DOCUMENT SECTION
= = = = =

In a follow-up answer, you asked about the relative performance of these two alternatives:

z1 = dict(x.items() + y.items())
z2 = dict(x, **y)

On my machine, at least (a fairly ordinary x86_64 running Python 2.5.2), alternative z2 is not only shorter and simpler but also significantly faster. You can verify this for yourself using the timeit module that comes with Python.

Example 1: identical dictionaries mapping 20 consecutive integers to themselves:

% python -m timeit -s 'x=y=dict((i,i) for i in range(20))' 'z1=dict(x.items() + y.items())'
100000 loops, best of 3: 5.67 usec per loop
% python -m timeit -s 'x=y=dict((i,i) for i in range(20))' 'z2=dict(x, **y)' 
100000 loops, best of 3: 1.53 usec per loop

z2 wins by a factor of 3.5 or so. Different dictionaries seem to yield quite different results, but z2 always seems to come out ahead. (If you get inconsistent results for the same test, try passing in -r with a number larger than the default 3.)

Example 2: non-overlapping dictionaries mapping 252 short strings to integers and vice versa:

% python -m timeit -s 'from htmlentitydefs import codepoint2name as x, name2codepoint as y' 'z1=dict(x.items() + y.items())'
1000 loops, best of 3: 260 usec per loop
% python -m timeit -s 'from htmlentitydefs import codepoint2name as x, name2codepoint as y' 'z2=dict(x, **y)'               
10000 loops, best of 3: 26.9 usec per loop

z2 wins by about a factor of 10. That's a pretty big win in my book!

After comparing those two, I wondered if z1's poor performance could be attributed to the overhead of constructing the two item lists, which in turn led me to wonder if this variation might work better:

from itertools import chain
z3 = dict(chain(x.iteritems(), y.iteritems()))

A few quick tests, e.g.

% python -m timeit -s 'from itertools import chain; from htmlentitydefs import codepoint2name as x, name2codepoint as y' 'z3=dict(chain(x.iteritems(), y.iteritems()))'
10000 loops, best of 3: 66 usec per loop

lead me to conclude that z3 is somewhat faster than z1, but not nearly as fast as z2. Definitely not worth all the extra typing.

This discussion is still missing something important, which is a performance comparison of these alternatives with the "obvious" way of merging two lists: using the update method. To try to keep things on an equal footing with the expressions, none of which modify x or y, I'm going to make a copy of x instead of modifying it in-place, as follows:

z0 = dict(x)

= = = = =

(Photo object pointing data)

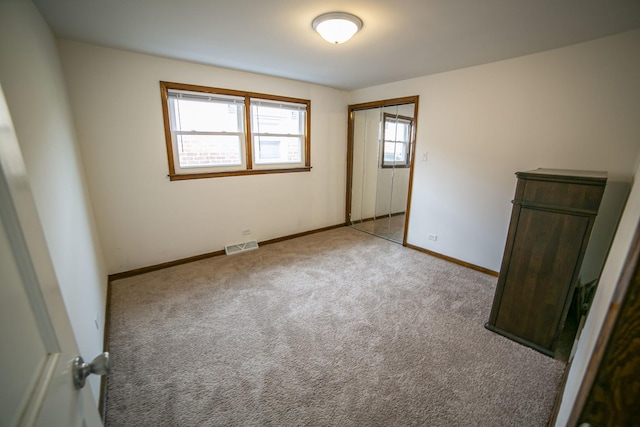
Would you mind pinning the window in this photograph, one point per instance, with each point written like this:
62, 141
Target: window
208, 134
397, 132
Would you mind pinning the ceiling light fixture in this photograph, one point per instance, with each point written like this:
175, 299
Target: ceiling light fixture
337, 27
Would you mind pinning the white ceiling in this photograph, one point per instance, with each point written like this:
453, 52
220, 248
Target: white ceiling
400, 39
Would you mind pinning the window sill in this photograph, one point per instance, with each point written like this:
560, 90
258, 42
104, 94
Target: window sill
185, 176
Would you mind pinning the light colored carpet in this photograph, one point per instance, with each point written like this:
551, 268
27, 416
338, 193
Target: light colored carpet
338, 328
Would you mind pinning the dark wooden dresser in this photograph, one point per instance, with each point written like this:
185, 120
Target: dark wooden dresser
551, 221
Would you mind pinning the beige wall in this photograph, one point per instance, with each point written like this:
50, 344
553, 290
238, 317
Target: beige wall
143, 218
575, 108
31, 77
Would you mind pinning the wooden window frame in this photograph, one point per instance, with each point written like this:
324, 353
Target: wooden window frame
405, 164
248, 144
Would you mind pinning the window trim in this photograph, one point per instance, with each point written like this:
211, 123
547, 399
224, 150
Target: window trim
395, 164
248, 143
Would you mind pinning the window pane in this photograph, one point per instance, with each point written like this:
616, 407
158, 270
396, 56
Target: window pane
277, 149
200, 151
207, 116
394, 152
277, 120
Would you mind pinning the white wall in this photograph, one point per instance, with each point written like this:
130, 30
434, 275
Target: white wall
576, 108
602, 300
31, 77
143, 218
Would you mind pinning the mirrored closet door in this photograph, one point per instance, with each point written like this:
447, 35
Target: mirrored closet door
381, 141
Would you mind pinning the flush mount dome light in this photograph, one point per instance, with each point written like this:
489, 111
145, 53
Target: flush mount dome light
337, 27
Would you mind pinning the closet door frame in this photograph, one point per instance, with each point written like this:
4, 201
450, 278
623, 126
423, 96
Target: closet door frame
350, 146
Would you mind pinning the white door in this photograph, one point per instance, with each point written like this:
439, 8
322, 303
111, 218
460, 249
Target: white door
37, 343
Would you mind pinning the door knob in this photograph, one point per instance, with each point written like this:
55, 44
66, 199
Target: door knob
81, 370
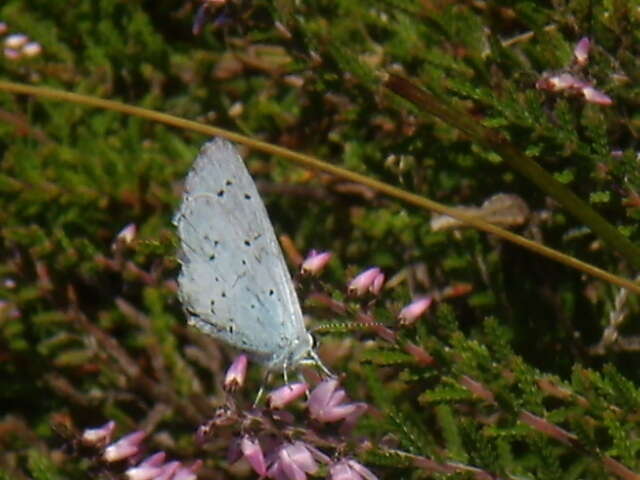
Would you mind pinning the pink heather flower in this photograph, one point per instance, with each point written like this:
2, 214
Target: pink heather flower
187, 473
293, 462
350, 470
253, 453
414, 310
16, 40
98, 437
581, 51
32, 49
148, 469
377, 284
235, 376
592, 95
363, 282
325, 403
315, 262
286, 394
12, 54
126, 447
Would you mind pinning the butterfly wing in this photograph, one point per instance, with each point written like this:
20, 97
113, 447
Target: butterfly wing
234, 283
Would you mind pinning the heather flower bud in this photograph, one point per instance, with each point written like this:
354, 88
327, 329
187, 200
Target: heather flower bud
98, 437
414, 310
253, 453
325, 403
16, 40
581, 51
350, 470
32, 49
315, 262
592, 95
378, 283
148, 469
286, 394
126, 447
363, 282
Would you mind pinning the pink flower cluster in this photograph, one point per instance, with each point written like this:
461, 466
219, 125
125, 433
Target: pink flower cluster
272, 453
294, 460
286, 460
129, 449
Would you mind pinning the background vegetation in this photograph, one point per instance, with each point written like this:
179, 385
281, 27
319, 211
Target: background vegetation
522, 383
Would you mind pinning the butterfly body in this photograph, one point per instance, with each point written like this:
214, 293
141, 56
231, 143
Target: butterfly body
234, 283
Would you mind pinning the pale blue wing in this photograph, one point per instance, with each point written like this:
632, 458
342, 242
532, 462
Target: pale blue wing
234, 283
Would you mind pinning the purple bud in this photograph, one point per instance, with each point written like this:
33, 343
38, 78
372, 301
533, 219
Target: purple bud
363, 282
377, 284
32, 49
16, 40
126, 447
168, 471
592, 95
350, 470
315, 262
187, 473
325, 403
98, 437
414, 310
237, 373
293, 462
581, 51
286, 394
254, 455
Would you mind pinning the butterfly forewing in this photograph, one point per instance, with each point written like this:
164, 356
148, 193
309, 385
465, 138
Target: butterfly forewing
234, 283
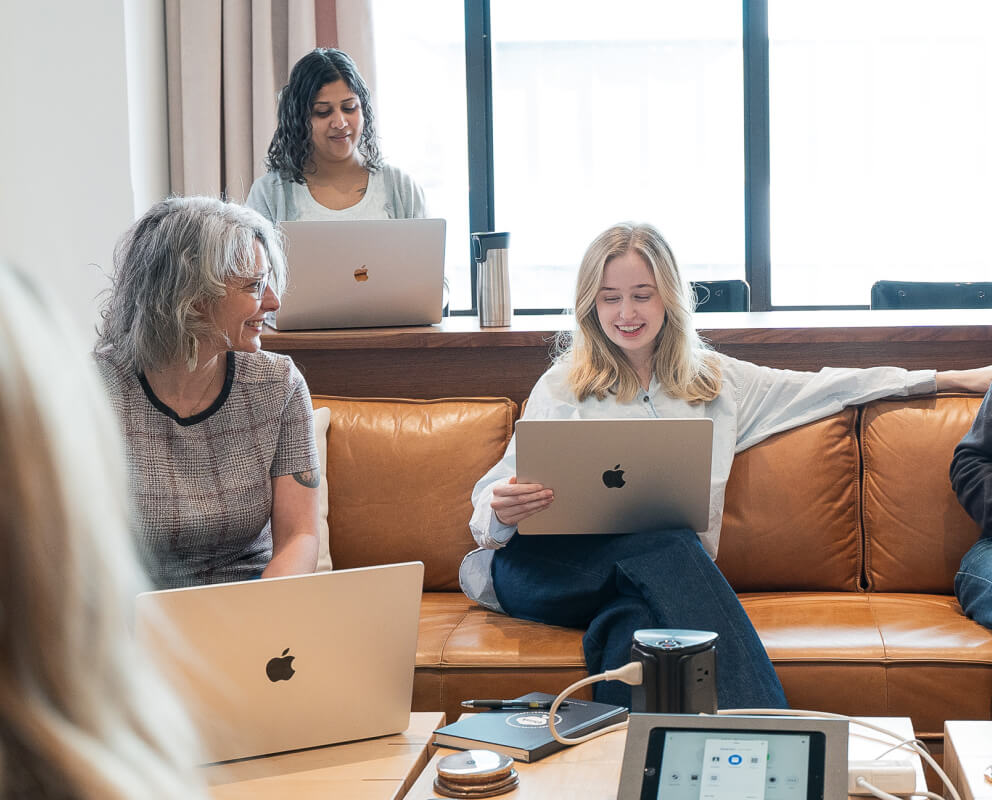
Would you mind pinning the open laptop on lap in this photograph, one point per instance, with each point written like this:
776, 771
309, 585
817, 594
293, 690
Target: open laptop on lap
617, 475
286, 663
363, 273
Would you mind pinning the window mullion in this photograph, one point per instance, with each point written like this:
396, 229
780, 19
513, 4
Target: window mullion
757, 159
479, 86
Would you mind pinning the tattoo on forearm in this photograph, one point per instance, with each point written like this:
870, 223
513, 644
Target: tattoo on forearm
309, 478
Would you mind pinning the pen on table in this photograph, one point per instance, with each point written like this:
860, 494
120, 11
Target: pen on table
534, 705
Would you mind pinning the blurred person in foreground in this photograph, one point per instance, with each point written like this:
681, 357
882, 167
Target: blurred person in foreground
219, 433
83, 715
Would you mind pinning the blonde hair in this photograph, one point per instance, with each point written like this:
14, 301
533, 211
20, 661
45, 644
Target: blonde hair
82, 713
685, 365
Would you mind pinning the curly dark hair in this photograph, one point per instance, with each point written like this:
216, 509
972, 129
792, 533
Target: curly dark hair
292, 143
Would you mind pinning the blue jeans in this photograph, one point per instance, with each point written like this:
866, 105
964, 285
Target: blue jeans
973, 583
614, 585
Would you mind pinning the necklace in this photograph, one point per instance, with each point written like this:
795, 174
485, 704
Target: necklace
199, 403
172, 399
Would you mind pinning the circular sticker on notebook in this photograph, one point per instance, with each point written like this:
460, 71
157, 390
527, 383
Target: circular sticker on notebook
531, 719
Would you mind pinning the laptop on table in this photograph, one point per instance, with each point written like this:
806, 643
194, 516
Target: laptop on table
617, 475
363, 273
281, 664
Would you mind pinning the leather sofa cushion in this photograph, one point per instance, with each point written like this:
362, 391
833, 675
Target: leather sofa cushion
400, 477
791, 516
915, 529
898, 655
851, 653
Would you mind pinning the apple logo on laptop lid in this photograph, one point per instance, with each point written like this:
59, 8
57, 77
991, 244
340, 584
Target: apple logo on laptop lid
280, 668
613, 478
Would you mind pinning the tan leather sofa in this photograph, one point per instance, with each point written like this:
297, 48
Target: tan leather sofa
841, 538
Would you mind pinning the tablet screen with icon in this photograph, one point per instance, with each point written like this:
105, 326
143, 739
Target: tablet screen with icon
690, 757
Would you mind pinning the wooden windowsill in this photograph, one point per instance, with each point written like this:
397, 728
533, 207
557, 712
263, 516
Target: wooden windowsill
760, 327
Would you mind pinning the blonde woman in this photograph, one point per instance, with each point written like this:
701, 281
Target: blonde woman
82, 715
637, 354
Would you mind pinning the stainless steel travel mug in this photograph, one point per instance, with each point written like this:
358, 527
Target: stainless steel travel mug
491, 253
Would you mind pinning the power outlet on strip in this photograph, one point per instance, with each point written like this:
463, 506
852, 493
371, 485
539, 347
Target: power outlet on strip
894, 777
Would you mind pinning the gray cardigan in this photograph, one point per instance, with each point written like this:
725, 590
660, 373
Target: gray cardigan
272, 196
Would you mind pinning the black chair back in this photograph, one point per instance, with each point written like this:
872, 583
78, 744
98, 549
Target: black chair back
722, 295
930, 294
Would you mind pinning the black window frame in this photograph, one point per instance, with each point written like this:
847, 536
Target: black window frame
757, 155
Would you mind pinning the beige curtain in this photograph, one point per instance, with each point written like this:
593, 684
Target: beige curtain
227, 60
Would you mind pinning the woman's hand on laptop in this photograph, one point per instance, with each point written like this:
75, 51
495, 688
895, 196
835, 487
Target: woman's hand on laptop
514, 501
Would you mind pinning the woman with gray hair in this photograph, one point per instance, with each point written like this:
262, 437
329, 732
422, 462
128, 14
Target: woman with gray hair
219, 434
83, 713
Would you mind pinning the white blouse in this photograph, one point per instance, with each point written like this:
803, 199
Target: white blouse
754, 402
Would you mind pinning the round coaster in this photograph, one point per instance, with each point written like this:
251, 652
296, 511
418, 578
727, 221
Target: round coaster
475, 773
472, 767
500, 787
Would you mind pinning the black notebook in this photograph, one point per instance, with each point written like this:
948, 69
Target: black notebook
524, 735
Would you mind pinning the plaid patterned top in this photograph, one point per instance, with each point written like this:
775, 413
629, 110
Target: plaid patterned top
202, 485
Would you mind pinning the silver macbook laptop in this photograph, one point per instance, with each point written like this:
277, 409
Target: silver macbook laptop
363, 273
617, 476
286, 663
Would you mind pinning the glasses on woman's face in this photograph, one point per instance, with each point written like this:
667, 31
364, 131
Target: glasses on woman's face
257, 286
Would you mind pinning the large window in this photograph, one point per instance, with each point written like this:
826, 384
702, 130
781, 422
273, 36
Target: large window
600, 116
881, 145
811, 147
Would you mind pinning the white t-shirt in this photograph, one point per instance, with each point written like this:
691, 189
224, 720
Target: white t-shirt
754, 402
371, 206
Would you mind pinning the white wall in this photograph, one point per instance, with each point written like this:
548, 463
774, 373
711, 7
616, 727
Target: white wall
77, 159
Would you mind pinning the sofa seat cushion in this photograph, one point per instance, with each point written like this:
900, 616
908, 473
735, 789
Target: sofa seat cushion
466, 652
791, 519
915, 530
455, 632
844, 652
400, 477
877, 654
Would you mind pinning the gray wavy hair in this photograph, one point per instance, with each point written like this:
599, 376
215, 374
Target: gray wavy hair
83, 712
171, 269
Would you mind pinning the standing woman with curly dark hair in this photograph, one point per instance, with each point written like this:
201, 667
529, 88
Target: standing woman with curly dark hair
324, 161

= = = = =

WRITTEN TASK
Please state, according to the dictionary-merging text, roughly how many times faster z2 is than z1 in Example 2.

RESPONSE TO THIS TASK
About a factor of 10.